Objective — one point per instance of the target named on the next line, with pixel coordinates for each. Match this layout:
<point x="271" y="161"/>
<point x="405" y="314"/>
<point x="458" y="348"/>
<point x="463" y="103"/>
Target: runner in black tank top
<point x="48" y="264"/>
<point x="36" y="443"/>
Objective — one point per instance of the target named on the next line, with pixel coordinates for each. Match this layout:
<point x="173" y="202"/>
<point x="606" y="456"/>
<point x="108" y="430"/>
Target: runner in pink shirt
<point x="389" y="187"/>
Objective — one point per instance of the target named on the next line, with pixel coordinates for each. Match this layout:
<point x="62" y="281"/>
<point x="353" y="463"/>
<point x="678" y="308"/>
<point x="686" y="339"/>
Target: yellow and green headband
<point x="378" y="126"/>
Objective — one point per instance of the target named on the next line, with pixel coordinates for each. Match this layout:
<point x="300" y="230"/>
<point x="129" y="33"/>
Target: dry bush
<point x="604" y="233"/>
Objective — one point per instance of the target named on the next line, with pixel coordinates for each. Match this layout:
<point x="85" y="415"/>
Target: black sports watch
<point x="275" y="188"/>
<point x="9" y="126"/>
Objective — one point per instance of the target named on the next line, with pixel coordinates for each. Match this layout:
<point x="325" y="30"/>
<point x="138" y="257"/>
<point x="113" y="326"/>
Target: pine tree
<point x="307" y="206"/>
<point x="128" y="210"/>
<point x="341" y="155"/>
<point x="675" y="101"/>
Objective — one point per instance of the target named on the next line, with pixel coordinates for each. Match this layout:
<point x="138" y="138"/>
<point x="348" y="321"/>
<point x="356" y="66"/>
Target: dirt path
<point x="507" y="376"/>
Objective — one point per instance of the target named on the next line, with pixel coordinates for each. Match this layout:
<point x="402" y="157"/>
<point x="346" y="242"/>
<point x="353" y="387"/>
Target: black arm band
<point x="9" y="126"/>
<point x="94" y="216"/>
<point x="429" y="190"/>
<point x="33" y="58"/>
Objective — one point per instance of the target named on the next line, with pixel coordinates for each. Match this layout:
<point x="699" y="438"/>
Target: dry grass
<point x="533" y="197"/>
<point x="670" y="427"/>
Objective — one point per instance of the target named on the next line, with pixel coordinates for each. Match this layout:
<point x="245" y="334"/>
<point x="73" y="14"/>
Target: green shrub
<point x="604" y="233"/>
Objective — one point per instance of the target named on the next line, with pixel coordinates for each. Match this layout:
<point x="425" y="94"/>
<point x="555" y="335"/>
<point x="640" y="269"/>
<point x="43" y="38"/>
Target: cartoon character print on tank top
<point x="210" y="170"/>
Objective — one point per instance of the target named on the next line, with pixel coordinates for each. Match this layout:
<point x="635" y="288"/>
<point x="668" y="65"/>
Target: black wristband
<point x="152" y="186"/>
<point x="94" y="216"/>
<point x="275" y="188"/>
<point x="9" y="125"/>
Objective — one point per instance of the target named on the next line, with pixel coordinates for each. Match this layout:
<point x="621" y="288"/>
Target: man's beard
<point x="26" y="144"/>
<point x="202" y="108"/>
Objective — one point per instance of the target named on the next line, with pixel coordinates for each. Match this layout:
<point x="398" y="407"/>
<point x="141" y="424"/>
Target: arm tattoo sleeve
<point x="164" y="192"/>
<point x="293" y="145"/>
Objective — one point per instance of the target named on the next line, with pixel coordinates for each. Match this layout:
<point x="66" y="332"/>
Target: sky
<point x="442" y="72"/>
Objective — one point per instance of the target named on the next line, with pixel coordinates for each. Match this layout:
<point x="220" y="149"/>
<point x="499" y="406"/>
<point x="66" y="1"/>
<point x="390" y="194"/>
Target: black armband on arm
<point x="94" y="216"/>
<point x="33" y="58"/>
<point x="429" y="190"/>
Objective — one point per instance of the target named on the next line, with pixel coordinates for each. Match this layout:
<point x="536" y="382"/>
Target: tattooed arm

**********

» Problem to solve
Repeat the data word for word. Leave nothing out.

» Finished exercise
Objective — one point per instance of the target named on the next line, with pixel coordinates for each. Match this layout:
<point x="271" y="161"/>
<point x="405" y="314"/>
<point x="458" y="348"/>
<point x="463" y="103"/>
Target: runner in black tank top
<point x="48" y="264"/>
<point x="36" y="443"/>
Objective — one point per instance of the target named on the next line, with pixel coordinates for each. Match this layout:
<point x="173" y="202"/>
<point x="606" y="456"/>
<point x="108" y="430"/>
Target: runner in pink shirt
<point x="389" y="187"/>
Objective — one point per instance of the target named on the next line, with pixel coordinates for each. Match this layout:
<point x="62" y="281"/>
<point x="353" y="463"/>
<point x="678" y="308"/>
<point x="686" y="339"/>
Target: yellow and green headband
<point x="378" y="126"/>
Objective — one point per instance of the target named on the next line, with pixel coordinates for each. Match this layout:
<point x="300" y="230"/>
<point x="129" y="33"/>
Target: dry bush
<point x="604" y="233"/>
Objective — one point per instance of the target named on the next line, with pixel coordinates for each. Match this layout:
<point x="85" y="415"/>
Target: black sports watch
<point x="275" y="188"/>
<point x="9" y="126"/>
Objective — one point per instance of the target named on the next line, with pixel coordinates for each. Match this layout:
<point x="325" y="30"/>
<point x="138" y="257"/>
<point x="113" y="326"/>
Target: pine tree
<point x="307" y="206"/>
<point x="128" y="210"/>
<point x="341" y="155"/>
<point x="675" y="101"/>
Objective — one point per instance of the target named on the next line, with pixel coordinates for each. Match this layout:
<point x="138" y="138"/>
<point x="348" y="321"/>
<point x="356" y="66"/>
Target: dirt path
<point x="507" y="376"/>
Objective — one point per instance of the target named on the next line, with pixel coordinates for each. Match this layout:
<point x="402" y="157"/>
<point x="346" y="242"/>
<point x="353" y="387"/>
Target: black arm band
<point x="9" y="126"/>
<point x="94" y="216"/>
<point x="429" y="190"/>
<point x="33" y="58"/>
Objective — one point per instance of the target named on the next line, with pixel coordinates for each. Match this layout:
<point x="699" y="438"/>
Target: dry grass
<point x="533" y="197"/>
<point x="670" y="427"/>
Objective — one point per instance of the target named on the next line, with pixel coordinates for each. Match this layout:
<point x="245" y="334"/>
<point x="73" y="14"/>
Target: green shrub
<point x="604" y="233"/>
Objective — one point per instance of the target named on the next line, with pixel coordinates for each. Match this layout:
<point x="425" y="94"/>
<point x="555" y="335"/>
<point x="640" y="269"/>
<point x="43" y="38"/>
Target: cartoon character print on tank top
<point x="210" y="170"/>
Objective — one point per instance of the target named on the next line, with pixel coordinates for each. Match this layout:
<point x="635" y="288"/>
<point x="668" y="65"/>
Target: black wristband
<point x="152" y="186"/>
<point x="94" y="216"/>
<point x="275" y="188"/>
<point x="9" y="125"/>
Objective — one point per instance of the target named on the next line, with pixel coordinates for each. Match this layout:
<point x="621" y="288"/>
Target: man's beard
<point x="26" y="144"/>
<point x="202" y="108"/>
Objective — one point per instance of the target named on the next line, with pixel coordinates for each. Match this layout:
<point x="398" y="407"/>
<point x="141" y="424"/>
Target: arm tattoo sleeve
<point x="164" y="192"/>
<point x="293" y="145"/>
Objective — one point per instance of the target named on the next line, with pixel coordinates for each. Match this layout:
<point x="66" y="332"/>
Target: sky
<point x="442" y="72"/>
Objective — one point per instance of the target named on the next line, with pixel coordinates for each. Match this layout:
<point x="220" y="149"/>
<point x="499" y="406"/>
<point x="66" y="1"/>
<point x="390" y="194"/>
Target: black armband on arm
<point x="94" y="216"/>
<point x="33" y="58"/>
<point x="429" y="190"/>
Objective — one point per instance of the target named on the next line, with pixel coordinates for each. Match this layout:
<point x="536" y="382"/>
Target: tattooed arm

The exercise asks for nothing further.